Activity ->
In this exercise, the data must be written out exactly.
==============================
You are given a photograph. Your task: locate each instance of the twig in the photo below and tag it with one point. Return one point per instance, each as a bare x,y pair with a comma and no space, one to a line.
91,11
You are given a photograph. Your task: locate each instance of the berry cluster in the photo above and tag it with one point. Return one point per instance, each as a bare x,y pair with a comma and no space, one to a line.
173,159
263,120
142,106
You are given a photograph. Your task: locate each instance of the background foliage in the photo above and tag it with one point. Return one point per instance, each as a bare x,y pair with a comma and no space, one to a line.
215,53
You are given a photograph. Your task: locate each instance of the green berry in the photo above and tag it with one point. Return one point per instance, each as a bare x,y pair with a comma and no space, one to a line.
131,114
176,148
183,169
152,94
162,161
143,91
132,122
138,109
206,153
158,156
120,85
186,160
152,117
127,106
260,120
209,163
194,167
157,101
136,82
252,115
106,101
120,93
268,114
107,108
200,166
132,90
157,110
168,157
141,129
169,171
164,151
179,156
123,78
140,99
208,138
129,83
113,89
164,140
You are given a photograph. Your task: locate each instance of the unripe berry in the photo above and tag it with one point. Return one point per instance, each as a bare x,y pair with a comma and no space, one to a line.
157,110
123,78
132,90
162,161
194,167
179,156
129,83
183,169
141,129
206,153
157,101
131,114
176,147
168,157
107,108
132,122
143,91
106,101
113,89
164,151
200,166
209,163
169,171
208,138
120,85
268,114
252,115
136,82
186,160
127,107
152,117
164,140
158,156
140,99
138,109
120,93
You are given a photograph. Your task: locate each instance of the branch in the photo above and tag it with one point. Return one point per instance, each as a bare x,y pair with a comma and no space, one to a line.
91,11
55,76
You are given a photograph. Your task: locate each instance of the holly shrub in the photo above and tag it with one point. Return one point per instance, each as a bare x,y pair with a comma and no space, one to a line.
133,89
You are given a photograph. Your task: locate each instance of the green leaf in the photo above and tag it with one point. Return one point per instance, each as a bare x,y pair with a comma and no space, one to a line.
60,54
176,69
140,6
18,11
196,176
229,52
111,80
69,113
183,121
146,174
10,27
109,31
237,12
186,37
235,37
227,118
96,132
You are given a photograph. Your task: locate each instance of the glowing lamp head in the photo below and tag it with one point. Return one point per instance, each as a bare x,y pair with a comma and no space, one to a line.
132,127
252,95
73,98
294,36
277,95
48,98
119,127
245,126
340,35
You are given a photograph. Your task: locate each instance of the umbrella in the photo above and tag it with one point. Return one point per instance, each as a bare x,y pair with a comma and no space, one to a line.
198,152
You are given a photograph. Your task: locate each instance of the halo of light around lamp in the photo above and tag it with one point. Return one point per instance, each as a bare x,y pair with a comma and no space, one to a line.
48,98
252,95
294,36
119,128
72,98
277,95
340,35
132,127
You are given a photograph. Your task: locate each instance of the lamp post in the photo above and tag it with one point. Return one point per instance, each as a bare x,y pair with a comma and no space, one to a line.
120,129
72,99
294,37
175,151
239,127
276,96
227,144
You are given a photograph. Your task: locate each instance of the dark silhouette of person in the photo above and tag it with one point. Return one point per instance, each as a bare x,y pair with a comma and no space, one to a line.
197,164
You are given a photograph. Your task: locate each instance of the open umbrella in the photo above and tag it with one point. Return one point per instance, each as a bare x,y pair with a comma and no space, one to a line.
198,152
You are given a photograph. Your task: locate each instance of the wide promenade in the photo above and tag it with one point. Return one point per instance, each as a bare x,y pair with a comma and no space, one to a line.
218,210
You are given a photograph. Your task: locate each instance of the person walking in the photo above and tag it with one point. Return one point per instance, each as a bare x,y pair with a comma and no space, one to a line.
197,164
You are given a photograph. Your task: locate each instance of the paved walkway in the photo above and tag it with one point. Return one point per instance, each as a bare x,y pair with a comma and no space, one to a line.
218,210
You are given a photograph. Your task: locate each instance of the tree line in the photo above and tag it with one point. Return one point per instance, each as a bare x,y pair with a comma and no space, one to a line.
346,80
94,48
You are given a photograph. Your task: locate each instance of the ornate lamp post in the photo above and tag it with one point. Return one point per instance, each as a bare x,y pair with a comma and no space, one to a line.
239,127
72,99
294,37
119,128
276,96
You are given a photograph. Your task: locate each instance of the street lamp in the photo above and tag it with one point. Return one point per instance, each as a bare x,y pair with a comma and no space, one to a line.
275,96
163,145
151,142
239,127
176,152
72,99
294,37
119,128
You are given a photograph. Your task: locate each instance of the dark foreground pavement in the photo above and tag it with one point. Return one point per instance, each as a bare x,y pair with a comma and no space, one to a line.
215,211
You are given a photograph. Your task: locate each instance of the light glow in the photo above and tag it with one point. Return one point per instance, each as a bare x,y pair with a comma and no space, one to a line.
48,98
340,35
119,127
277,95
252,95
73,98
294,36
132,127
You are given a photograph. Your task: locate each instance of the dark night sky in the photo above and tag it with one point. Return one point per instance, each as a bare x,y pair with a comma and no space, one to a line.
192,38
==============================
Task response ->
You are given a photograph. Your task: locate each instance of the twig in the photo below and tag it with one point. Return one point per instance, each as a bare x,y pair with a comma and no space, one to a line.
91,11
You are given a photograph. Your task: locate each instance of the berry cluster in the photo above and tag it with one point. Return one point per instance, each as a bare x,y pair with a comma and no space, one to a line.
173,159
263,120
142,106
You are given a photograph. Your task: locate each instance of the background foliage in the photo above and tag it with one point. Return one point per instance, each as a bare x,y pair with a comma and no space, one to a line.
215,53
You are given a photograph. Your task: locate each instance of the green berry in the photo above and tag it with one point. Return one point per instance, each as a bare x,y pair with a comma and no space, one to a line.
131,114
176,148
183,169
152,94
162,161
143,91
132,122
138,109
206,153
158,156
120,85
186,160
152,117
127,106
260,120
209,163
194,167
157,101
136,82
252,115
106,101
120,93
268,114
107,108
200,166
132,90
157,110
168,157
141,129
169,171
164,151
179,156
123,78
140,99
208,138
129,83
113,89
164,140
You are given a photograph. Your task: locate each instance of the unripe berry in the photo above and tag it with one point. Return one point per instance, each as a bare x,y pair with a comma and no space, one to a line.
157,110
123,78
132,90
162,161
194,167
179,156
129,83
183,169
141,129
206,153
157,101
131,114
176,147
168,157
107,108
132,122
143,91
106,101
113,89
164,151
200,166
209,163
169,171
208,138
120,85
268,114
252,115
136,82
186,160
127,107
152,117
164,140
158,156
140,99
138,109
120,93
You are given a photograph. Your task: locate each instance of the branch in the photo above and tag it with one point. Return one point per instance, each as a bare x,y pair with a comma and no space, one to a line.
91,11
55,76
You are given a photograph. Your task: locate each instance of the holly shrub in the photo above and tag it with one point. Return one point per instance, each as a bare x,y pair with a comma and no space, one to a line.
133,89
You are given a photograph. Your task: locate each instance of the green leaf in the photo above and tag it with one point. Return one point per instance, each as a bare x,y pair with a comma and no space, one to a line.
60,54
176,69
140,6
18,11
196,176
229,52
111,80
69,113
183,121
146,174
10,27
109,31
237,12
186,37
235,37
227,118
96,132
You are given a photograph. Your task: locate each instance of the glowing lamp head in the photo below and tag it with one point. Return one point per instance, each as a bare x,y pair with a comma and no space, one to a line.
132,127
252,95
73,98
294,36
277,95
48,98
119,127
245,126
340,35
You are given a photograph. Your task: locate each instance of the umbrella in the photo above and tag it with one point. Return one point per instance, each as a bare x,y pair with a comma and no space, one to a line.
198,152
You are given a photograph. Your task: locate each instance of the halo of light around lamp in the photo above and tag it with one point. Return one point per instance, each as a bare x,y pair with a comma and no space, one to a line.
48,98
252,95
294,36
119,128
72,98
277,95
340,35
132,127
You are given a photograph. Your task: locate each instance of the lamp post in the photo above and tag it with one point. Return one point per instance, each as a bare x,y pair with a comma and no space, one to a line.
120,129
72,99
294,37
175,151
239,127
276,96
227,144
You are given a photograph. Your task: locate each instance of the dark silhouette of person in the photo above and tag it with one point. Return one point per instance, each as a bare x,y pair with a comma and no space, one to a line.
197,164
You are given a photograph. Your task: locate each instance of the open umbrella in the photo above and tag it with one point. Return one point per instance, each as a bare x,y pair with a comma and no space, one to a line.
198,152
You are given a photograph. Your task: locate each instance of the wide promenade in the photo above and tag it with one point. Return one point per instance, each as a bare x,y pair with a comma and no space, one to a line.
218,210
You are given a photograph. Your task: locate each instance of the person walking in the photo above and tag it with one point. Return one point per instance, each as a bare x,y pair with a comma and no space, one to a line.
197,164
You are given a photograph. Your task: locate each instance of the paved walkway in the photo above and tag it with one point. Return one point per instance, each as a bare x,y pair with a comma and no space, one to a line.
218,210
You are given a photograph. Your task: locate each instance of the tree line in the photo above and tag it with one point. Return one point per instance, each as a bare x,y pair with a comma and no space, one to a line.
346,80
94,48
You are given a photograph. Your task: locate each instance of the ornate lamp post in the photo above and tag it with one point. Return one point per instance, each as a bare x,y pair with a comma and no space, one to a line.
239,127
72,99
294,37
119,128
276,96
You are given a photograph. Your task: locate each instance of the street lamp in the photo above and tag it with one point. Return one point per instance, each as a bare x,y pair with a comma and no space, one to a line.
275,96
163,145
151,142
239,127
176,152
72,99
294,37
119,128
You are given a photograph. Your task: locate each instance of the dark foreground pavement in the photo above and tag it with one point. Return one point per instance, each as a bare x,y pair with a comma and no space, one to a line.
215,211
You are given a photograph. Your task: locate each instance of the light glow in the photo above and tag it with one point. Return one point per instance, each as a bare x,y pair with a comma and no space, one to a line.
48,98
340,35
119,127
277,95
252,95
73,98
294,36
132,127
You are given a photograph. Your task: locate each instance of the dark night sky in the photo above and tag it with one point. Return one point per instance, each as a bare x,y pair with a comma and no space, one to a line.
192,38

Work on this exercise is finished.